- Task goal
Report every line in the items below that contains the string "chopped", treating uppercase and lowercase as different.

- Records provided
+++++

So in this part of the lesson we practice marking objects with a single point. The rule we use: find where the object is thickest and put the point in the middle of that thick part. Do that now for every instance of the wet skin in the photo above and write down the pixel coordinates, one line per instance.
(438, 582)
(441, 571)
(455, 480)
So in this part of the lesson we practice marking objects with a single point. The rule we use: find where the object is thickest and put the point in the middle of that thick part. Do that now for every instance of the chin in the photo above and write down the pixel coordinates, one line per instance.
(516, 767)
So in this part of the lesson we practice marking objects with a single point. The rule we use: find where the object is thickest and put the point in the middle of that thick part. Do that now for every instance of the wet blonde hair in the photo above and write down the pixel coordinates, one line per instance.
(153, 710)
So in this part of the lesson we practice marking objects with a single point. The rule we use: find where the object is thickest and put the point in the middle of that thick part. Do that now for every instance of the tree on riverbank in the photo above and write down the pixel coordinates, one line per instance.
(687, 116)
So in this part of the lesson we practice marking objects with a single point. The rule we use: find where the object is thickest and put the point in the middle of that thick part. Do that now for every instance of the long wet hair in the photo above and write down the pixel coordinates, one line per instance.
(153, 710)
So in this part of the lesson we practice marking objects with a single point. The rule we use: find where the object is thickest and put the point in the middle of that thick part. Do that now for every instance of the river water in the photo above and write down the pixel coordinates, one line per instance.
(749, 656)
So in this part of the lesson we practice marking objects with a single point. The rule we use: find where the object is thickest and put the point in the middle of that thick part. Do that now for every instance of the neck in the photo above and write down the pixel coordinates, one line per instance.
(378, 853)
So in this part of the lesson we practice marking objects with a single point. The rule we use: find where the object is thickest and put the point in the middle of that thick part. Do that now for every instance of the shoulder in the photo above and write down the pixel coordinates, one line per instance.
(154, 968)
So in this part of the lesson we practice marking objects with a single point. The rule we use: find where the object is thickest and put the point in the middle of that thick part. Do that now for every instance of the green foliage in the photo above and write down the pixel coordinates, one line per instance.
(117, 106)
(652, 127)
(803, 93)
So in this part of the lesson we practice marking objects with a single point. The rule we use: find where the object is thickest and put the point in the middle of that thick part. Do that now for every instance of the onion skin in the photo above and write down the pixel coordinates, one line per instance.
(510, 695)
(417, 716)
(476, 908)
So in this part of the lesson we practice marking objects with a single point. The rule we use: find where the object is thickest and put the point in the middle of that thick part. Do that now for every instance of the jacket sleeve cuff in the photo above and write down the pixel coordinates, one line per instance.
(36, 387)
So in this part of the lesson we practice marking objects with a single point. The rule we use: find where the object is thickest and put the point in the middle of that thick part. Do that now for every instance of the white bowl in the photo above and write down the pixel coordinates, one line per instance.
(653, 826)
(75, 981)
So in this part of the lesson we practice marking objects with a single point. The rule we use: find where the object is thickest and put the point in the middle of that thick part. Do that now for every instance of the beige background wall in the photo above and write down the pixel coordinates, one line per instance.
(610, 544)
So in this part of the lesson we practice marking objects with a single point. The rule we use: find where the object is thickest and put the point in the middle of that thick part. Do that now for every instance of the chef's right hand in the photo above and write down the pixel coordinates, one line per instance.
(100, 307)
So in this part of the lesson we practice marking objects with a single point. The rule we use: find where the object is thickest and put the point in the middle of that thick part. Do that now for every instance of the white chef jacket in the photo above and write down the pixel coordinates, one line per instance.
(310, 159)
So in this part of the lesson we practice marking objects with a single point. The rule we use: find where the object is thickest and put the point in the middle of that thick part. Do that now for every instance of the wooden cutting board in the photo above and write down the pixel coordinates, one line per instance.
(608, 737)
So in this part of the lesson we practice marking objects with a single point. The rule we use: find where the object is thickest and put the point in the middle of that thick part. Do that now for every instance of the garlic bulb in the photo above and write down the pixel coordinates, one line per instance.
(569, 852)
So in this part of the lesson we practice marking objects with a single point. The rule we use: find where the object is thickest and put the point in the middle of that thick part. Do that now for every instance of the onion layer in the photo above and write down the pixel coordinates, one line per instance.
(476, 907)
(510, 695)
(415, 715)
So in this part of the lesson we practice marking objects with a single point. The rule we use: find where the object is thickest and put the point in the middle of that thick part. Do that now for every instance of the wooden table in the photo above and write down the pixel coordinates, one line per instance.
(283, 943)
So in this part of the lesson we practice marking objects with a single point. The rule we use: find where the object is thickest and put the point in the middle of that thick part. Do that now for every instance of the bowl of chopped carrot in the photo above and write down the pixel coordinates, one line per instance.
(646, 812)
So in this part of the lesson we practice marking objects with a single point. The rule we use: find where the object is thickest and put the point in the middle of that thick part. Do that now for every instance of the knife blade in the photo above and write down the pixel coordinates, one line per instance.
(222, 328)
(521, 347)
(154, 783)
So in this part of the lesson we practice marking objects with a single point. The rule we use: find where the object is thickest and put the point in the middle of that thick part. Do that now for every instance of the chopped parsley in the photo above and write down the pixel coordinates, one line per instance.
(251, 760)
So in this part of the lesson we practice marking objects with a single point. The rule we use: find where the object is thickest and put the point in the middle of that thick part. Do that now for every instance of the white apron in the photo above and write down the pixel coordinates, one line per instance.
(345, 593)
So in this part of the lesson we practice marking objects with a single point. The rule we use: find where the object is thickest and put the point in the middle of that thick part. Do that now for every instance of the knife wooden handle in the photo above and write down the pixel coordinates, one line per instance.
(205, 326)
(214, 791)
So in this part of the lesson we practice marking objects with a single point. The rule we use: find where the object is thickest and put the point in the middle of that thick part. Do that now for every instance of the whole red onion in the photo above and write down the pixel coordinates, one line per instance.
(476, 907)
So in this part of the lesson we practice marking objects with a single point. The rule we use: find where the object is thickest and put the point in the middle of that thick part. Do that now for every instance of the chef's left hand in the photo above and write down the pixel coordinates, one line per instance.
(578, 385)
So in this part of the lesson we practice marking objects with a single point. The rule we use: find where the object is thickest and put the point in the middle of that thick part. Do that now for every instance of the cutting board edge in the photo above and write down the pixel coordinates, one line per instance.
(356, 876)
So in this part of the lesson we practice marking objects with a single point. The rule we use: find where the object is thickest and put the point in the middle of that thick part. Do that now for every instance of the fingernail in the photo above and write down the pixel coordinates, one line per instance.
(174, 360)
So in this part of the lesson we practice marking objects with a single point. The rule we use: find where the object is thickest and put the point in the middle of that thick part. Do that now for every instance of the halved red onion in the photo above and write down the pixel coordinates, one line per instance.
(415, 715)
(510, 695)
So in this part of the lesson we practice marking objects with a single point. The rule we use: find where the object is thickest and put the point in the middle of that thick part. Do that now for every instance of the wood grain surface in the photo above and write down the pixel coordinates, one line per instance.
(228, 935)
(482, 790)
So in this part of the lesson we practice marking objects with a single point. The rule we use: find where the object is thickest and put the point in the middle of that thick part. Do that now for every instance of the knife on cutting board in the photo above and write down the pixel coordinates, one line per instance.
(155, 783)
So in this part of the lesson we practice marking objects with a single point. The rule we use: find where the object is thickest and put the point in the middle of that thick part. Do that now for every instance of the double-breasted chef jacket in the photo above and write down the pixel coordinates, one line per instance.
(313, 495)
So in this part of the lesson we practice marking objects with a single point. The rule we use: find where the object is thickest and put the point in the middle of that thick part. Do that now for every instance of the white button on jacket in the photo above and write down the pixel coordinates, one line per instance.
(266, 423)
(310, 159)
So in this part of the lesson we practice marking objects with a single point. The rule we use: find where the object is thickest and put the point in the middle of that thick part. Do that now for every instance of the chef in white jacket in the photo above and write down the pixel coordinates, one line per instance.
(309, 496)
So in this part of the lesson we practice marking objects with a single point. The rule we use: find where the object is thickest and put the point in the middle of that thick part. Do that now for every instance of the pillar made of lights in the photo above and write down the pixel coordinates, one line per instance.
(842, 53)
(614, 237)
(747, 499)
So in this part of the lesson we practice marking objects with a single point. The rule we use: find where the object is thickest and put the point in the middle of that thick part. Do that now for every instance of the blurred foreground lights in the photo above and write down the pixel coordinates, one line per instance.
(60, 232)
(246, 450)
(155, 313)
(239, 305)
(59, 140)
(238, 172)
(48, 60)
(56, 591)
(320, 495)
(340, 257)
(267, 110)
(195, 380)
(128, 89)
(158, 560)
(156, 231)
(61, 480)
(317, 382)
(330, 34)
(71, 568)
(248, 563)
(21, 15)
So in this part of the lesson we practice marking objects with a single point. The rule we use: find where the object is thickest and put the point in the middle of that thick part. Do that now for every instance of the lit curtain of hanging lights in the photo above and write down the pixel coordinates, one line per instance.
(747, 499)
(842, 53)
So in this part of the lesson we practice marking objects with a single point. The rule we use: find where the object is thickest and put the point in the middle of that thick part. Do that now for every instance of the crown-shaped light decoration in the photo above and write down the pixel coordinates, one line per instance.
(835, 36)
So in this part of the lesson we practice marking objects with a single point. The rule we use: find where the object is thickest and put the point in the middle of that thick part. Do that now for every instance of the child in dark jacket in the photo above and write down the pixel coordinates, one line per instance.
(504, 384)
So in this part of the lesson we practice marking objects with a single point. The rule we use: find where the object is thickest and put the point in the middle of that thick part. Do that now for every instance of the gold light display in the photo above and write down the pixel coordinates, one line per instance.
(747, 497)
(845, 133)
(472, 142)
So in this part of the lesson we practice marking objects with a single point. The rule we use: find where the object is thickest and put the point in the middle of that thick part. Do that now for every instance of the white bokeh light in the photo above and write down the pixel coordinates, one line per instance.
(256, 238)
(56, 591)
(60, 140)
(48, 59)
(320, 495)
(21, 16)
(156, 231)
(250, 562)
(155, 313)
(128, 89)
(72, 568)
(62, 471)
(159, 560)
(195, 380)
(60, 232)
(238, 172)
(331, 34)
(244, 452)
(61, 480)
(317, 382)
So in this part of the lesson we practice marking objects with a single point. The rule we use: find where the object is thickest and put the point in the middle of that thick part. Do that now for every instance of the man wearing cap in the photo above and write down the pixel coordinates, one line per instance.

+++++

- Written answer
So in this part of the lesson we practice marking objects with a single point. The rule we use: find where the object is thickest and put the point in the middle of that thick part. Do that now for every instance of the bowl of chopped carrot in the photo above and write down the pixel coordinates, one line per instance.
So in this part of the lesson we practice marking objects with a single point. The rule we use: find where the object is thickest and put the point in the middle of that thick part. Do that now for every instance of the chopped parsley in the photo above and write down the pixel coordinates, one line per instance.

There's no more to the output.